## Start

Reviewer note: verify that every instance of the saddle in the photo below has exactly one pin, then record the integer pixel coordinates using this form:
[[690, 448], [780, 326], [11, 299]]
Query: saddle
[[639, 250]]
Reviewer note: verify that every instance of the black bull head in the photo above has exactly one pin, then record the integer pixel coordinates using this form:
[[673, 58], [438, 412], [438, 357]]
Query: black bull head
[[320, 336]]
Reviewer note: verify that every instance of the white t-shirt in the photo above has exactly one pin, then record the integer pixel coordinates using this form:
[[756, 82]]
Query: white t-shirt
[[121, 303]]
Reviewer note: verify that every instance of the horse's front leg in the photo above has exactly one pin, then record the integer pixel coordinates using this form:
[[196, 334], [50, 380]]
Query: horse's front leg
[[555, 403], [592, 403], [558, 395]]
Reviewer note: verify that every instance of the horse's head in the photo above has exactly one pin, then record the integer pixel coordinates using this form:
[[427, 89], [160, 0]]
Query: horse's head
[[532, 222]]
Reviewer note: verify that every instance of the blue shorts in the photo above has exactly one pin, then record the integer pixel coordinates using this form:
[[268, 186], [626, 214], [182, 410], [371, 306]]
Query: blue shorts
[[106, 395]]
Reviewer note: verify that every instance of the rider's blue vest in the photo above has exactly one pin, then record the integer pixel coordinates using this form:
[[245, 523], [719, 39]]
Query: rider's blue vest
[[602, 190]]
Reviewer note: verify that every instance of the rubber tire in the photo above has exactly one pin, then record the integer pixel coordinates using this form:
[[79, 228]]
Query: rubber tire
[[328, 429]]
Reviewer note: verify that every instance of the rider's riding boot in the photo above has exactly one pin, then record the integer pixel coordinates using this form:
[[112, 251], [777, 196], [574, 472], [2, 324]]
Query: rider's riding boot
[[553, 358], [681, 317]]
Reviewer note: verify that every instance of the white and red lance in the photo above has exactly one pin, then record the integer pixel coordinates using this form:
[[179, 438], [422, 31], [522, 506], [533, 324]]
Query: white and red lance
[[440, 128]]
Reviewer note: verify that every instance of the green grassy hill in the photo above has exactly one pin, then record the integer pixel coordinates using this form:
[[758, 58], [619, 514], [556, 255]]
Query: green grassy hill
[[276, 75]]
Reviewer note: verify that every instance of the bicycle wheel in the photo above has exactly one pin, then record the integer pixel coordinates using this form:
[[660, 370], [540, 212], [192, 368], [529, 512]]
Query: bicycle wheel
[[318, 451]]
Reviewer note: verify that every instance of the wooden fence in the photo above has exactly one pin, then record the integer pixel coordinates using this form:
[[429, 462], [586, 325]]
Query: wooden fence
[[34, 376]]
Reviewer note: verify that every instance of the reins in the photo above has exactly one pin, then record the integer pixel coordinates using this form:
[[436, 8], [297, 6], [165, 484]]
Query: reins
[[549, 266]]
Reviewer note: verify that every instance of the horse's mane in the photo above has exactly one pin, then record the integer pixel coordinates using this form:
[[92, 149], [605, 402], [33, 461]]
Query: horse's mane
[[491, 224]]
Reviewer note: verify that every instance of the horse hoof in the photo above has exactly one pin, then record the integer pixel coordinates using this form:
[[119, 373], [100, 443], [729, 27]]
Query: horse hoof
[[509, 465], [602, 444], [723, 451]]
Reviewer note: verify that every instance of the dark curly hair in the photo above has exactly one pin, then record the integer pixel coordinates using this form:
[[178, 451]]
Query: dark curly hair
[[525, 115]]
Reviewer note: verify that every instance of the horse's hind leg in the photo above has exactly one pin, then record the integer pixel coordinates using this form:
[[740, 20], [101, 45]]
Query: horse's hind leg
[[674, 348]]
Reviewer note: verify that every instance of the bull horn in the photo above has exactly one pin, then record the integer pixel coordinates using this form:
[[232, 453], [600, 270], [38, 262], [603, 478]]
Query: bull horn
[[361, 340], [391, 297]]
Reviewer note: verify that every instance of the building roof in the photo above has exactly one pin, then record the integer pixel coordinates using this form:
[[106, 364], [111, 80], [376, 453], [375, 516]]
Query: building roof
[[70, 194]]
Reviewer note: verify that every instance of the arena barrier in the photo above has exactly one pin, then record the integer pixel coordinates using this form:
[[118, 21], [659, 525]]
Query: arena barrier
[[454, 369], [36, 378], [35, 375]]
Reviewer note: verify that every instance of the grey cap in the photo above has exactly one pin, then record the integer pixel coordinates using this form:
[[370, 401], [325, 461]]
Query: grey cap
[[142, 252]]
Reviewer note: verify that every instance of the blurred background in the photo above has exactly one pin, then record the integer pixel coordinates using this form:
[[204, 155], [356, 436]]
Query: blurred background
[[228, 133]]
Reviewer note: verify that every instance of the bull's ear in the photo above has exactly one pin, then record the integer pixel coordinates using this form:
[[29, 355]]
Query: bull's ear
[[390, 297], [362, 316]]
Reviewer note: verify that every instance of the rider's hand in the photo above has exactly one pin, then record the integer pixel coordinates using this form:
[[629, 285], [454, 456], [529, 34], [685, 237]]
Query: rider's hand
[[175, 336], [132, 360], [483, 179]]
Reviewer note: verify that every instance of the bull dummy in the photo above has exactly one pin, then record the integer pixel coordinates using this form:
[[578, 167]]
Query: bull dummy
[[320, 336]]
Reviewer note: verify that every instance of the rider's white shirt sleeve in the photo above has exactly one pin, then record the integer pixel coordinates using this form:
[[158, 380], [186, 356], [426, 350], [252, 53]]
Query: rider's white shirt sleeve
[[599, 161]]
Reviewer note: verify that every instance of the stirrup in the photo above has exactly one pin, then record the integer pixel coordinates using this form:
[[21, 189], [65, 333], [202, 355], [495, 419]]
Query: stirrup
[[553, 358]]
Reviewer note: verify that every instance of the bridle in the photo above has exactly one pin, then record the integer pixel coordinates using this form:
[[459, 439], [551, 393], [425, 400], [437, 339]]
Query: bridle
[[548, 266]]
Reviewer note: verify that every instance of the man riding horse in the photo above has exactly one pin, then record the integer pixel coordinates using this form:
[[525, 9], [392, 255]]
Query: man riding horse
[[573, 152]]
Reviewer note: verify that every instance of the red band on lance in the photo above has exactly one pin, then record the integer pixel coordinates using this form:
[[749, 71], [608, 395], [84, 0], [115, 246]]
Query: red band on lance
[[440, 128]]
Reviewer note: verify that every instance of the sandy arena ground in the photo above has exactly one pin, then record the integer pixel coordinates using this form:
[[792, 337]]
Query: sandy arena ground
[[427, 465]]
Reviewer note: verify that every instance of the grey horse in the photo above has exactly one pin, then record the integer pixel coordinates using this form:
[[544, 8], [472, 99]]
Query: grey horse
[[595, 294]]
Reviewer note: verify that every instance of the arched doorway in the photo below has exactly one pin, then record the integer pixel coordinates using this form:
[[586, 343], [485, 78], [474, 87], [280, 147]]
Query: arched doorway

## End

### EXERCISE PROMPT
Can you rewrite the lines of the material from the one containing "Reviewer note: verify that every instance of the bull dummy" through the end of the material, inclusive, as a JSON list of strings, one string per line and blank lines left out?

### EXERCISE ANSWER
[
  "Reviewer note: verify that every instance of the bull dummy in the photo above has exactly one pin, then record the integer pixel coordinates using this form:",
  "[[578, 167]]",
  "Query: bull dummy",
  "[[320, 336]]",
  "Reviewer note: verify that every instance of the rider's white shirt sleeve in the photo above has exactly one pin, then record the integer pixel coordinates using this form:",
  "[[158, 380], [186, 356], [426, 350], [252, 53]]",
  "Query: rider's white shirt sleeve",
  "[[599, 161]]",
  "Reviewer note: verify that every instance of the stirrup in the photo above has exactly one pin, then record the integer pixel coordinates using this form:",
  "[[21, 189], [65, 333], [202, 355], [495, 419]]",
  "Query: stirrup",
  "[[553, 358]]",
  "Reviewer note: verify that every instance of the bridle in the photo above has exactly one pin, then record the integer pixel coordinates using this form:",
  "[[459, 439], [551, 393], [425, 400], [437, 339]]",
  "Query: bridle",
  "[[548, 266]]",
  "Reviewer note: verify that every instance of the man riding horse in the photo above has exactly one pin, then record the integer pixel coordinates using this form:",
  "[[525, 9], [392, 255]]",
  "Query: man riding horse",
  "[[573, 152]]",
  "Reviewer note: verify that every instance of the red band on lance in the photo above has exactly one pin, then record the integer pixel coordinates using this form:",
  "[[749, 71], [608, 395], [84, 0], [115, 246]]",
  "Query: red band on lance",
  "[[440, 128]]",
  "Reviewer note: verify that every instance of the sandy arena ground in the photo above has exactly one pin, then record the integer pixel coordinates using this form:",
  "[[792, 337]]",
  "Query: sandy arena ground",
  "[[427, 465]]",
  "Reviewer note: verify that every instance of the grey horse in the photo above has exactly one pin, then record the integer pixel coordinates using this form:",
  "[[544, 8], [472, 99]]",
  "Query: grey horse",
  "[[595, 294]]",
  "Reviewer note: verify that every instance of the arched doorway in the photo below has exactly one pin, then record the integer pixel coordinates using this form:",
  "[[586, 343], [485, 78], [474, 87], [280, 147]]",
  "Query: arched doorway"
]